__Fragmento seleccionado__:
==============================
Hay comidas que no necesitan manteles blancos para contar una buena historia. Salazón lo entendió tomando uno de los objetos más democráticos de la cultura callejera: el hot dog. Convirtiéndolo en un pequeño laboratorio gastronómico latinoamericano. Ahora, ese experimento llega a El Salvador.
El 19 de septiembre, el Centro Histórico de San Salvador recibirá Salazón El Salvador 2026, un festival creado en Guatemala en 2021 por el guatemalteco Peter Meng y que, para esta edición, cuenta con Luis Morales como director de Salazón El Salvador.
La premisa es deliciosamente sencilla: todos parten de la misma estructura —pan, salchicha y acompañamientos— y el resto queda en manos del cocinero. Hay algo particularmente atractivo en esa aparente simplicidad: hacer un hot dog permite dejar el ego de los chefs a un lado. No se trata de construir el plato más complejo, sino de reunirse alrededor de algo popular, reconocible y casi universal para, desde ahí, ponerle una firma propia.
Esta vez, la conversación reunirá talento de El Salvador, Panamá, Costa Rica, Ecuador, Colombia y Guatemala.
==============================
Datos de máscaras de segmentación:
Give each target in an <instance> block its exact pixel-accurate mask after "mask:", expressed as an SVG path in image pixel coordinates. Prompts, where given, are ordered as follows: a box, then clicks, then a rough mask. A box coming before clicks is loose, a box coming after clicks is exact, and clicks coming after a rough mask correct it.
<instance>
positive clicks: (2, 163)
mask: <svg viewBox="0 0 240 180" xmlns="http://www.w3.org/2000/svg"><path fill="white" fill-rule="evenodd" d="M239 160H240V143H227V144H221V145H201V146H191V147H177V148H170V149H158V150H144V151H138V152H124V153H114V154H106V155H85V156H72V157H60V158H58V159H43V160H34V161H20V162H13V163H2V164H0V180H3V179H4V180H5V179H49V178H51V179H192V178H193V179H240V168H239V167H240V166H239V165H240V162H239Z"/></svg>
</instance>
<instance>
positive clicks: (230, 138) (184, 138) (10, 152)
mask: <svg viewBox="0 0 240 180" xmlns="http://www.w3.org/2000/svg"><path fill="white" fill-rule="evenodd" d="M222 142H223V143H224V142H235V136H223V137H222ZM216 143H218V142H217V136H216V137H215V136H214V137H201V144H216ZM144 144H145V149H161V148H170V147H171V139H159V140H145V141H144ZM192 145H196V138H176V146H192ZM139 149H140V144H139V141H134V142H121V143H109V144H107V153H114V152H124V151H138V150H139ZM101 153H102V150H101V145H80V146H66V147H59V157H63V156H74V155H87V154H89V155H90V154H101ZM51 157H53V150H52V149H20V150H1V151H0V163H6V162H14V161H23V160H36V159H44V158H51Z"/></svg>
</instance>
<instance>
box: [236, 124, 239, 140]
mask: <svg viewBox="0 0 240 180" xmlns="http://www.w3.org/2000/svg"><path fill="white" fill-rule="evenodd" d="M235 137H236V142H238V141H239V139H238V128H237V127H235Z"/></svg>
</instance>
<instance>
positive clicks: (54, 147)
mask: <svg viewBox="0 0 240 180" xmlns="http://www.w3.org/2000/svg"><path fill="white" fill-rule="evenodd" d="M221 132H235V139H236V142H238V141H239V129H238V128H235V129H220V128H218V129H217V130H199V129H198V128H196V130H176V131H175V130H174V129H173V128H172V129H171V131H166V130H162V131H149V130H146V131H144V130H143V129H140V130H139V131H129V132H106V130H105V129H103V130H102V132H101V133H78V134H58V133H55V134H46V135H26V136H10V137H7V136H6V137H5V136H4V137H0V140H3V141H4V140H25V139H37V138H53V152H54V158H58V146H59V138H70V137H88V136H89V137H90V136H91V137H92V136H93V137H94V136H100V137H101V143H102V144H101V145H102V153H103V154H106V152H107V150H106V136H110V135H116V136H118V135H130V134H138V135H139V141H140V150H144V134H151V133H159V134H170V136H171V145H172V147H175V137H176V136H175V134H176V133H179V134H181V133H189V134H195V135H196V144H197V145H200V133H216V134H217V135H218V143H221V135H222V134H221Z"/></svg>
==============================
__Instrucción 1__:
Responda, a partir del fragmento sobre el festival Salazón, las siguientes preguntas:
(a) ¿En qué país y en qué año se creó el festival?
(b) ¿Qué día y en qué lugar se celebrará Salazón El Salvador 2026?
(c) ¿De qué países procede el talento que reunirá esta edición?
__Instrucción 2__: Prosiga el fragmento sobre el festival Salazón a partir de su última oración.

__Respuesta 1__:
(a) En Guatemala, en 2021.
(b) El 19 de septiembre, en el Centro Histórico de San Salvador.
(c) De El Salvador, Panamá, Costa Rica, Ecuador, Colombia y Guatemala.

__Respuesta 2__:
La alineación incluye a Fernando Arguedas, de Monarca; Alejandro Cuéllar, de Kemuri; Juan Neblett; Fernando Ruiz, de Pecado Migrante; Roberto Alas, de KWA; Kid Mey Chan, de Conservatorium; Ángel de Sousa, de Clara; Armando Bramwell, de La Tapa del Coco; Gracia Navarro y Alex Herrera, de El Xolo; y Jaime Torregrosa, de Humo Negro. Conservatorium, Clara y El Xolo comparten además una credencial que eleva todavía más la convocatoria: los tres forman parte del universo de restaurantes reconocidos por Latin America’s 50 Best Restaurants.
Durante toda la jornada también estarán presentes Luis Morales, de Casa Fuego; Peter Meng, con una propuesta para niños. Habrá además coctelería, música, arte y distintas activaciones.
Salazón llega, además, en un momento particularmente interesante para la gastronomía salvadoreña: nuevos restaurantes, cocineros y proyectos están construyendo una identidad con mayor conversación regional.
Parte de las ganancias será destinada a HOPAC, Hogar de Parálisis Cerebral.
Quizá ahí esté el encanto de Salazón: quitar solemnidad a la cocina para devolverla a su punto de partida. Cocineros extraordinarios, un plato sencillo y una pregunta abierta: ¿hasta dónde podrá llevar cada uno un hot dog?